#### Trecho para leitura
Em seu casamento, por exemplo, ela teve como testemunha o renomado prefeito Antônio Vilhena de Souza e o matrimônio foi presidido pelo juiz suplente Manoel Domingues, cuja assinatura consta na ata de criação do município de Marabá. Quando casou-se, ela estava com 33 anos, assim, uma conta matemática simples nos leva ao ano de 1904, data de seu nascimento.

Mergulhar nas recordações de Filomena é ter acesso aos retalhos de sua vida. Sua religiosidade que a fez colecionar imagens de santos, inclusive recortadas de uma embalagem de café; folhetos do festejo de São Félix de Valois, padroeiro de Marabá, datado, por exemplo, de 1945; lembranças de quando o Papa Pio XII esteve no Pará, em 1950, e um velho livreto que conta a história da “Visão de Lourdes”.

Apesar da vocação para beata, Filomena também guardou, em uma anotação, as instruções para uma simpatia peculiar, feita para quem tivesse vontade de amarrar uma pessoa comprometida. Se ela chegou a colocar em prática o ritual, nós nunca saberemos.

Até mesmo uma denúncia foi deixada em um de seus escritos diários. Filomena anotou que na Copa de 1998, quando a seleção brasileira perdeu para a França nos pênaltis, os jogadores do Brasil receberam a quantia de 10 mil dólares para que os franceses saíssem vitoriosos.

#### Dados para análise

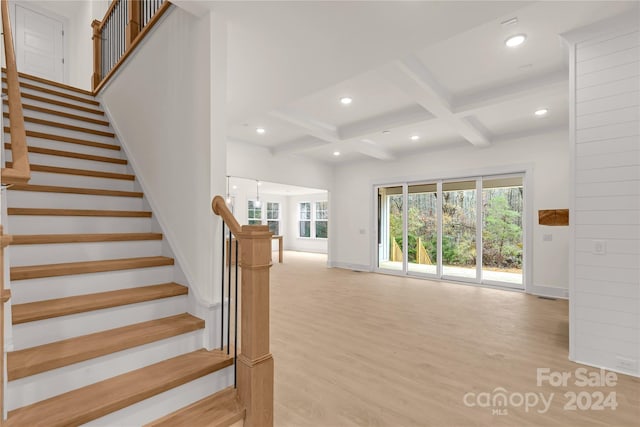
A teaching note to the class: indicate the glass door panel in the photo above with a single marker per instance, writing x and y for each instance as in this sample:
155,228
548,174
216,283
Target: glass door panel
422,229
390,228
502,242
459,219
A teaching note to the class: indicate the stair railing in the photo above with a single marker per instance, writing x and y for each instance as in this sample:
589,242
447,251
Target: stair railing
19,172
254,364
123,27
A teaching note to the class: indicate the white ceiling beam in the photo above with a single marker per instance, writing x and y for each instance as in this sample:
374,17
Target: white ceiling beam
547,83
401,117
411,76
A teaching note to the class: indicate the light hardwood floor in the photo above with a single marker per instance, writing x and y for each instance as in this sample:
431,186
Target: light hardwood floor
360,349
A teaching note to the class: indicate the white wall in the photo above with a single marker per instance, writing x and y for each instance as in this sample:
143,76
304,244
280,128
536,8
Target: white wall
353,231
78,47
605,285
296,243
161,106
253,162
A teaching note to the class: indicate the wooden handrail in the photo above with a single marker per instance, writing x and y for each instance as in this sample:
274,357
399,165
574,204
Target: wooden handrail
20,172
255,362
220,208
133,34
5,295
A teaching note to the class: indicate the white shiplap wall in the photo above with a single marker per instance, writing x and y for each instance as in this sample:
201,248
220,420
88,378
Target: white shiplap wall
605,288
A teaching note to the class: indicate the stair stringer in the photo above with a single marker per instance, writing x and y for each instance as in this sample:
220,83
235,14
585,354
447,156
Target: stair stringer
197,304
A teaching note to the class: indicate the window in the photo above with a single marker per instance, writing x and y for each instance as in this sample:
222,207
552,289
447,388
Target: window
254,212
273,217
322,217
305,220
313,220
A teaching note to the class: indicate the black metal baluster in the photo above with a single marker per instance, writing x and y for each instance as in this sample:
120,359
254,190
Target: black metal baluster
235,326
229,294
222,293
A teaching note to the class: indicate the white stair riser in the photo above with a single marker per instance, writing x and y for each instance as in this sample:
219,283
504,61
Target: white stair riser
36,199
42,386
45,288
61,119
64,109
75,252
35,224
35,127
68,146
52,87
57,98
40,332
70,162
165,403
80,181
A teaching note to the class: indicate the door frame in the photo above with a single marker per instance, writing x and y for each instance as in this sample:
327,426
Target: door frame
526,170
51,14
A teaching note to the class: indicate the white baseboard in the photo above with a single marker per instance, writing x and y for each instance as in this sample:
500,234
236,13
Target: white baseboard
349,266
548,291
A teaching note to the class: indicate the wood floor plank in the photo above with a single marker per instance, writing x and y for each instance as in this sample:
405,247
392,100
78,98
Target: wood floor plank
58,103
66,126
221,409
75,190
34,360
43,239
39,310
77,212
80,172
88,403
84,267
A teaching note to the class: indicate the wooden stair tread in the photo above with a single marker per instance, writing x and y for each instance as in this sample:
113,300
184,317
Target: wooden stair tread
77,212
221,409
44,135
71,154
75,190
39,310
62,114
42,358
66,126
26,85
58,103
96,400
43,239
80,172
84,267
51,83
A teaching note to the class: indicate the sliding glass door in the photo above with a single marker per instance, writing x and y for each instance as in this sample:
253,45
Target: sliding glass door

#### Instruções
(a) Reproduza, no trecho sobre Filomena, a passagem que começa em "Mergulhar nas recordações" e segue até "nós nunca saberemos.".
(b) Traduza para o inglês a seguinte frase do trecho sobre Filomena: "Se ela chegou a colocar em prática o ritual, nós nunca saberemos."
As linhas não têm nenhuma função nesta atividade.

#### Respostas das atividades
(a)
Mergulhar nas recordações de Filomena é ter acesso aos retalhos de sua vida. Sua religiosidade que a fez colecionar imagens de santos, inclusive recortadas de uma embalagem de café; folhetos do festejo de São Félix de Valois, padroeiro de Marabá, datado, por exemplo, de 1945; lembranças de quando o Papa Pio XII esteve no Pará, em 1950, e um velho livreto que conta a história da “Visão de Lourdes”.

Apesar da vocação para beata, Filomena também guardou, em uma anotação, as instruções para uma simpatia peculiar, feita para quem tivesse vontade de amarrar uma pessoa comprometida. Se ela chegou a colocar em prática o ritual, nós nunca saberemos.

(b) Whether she ever put the ritual into practice, we will never know.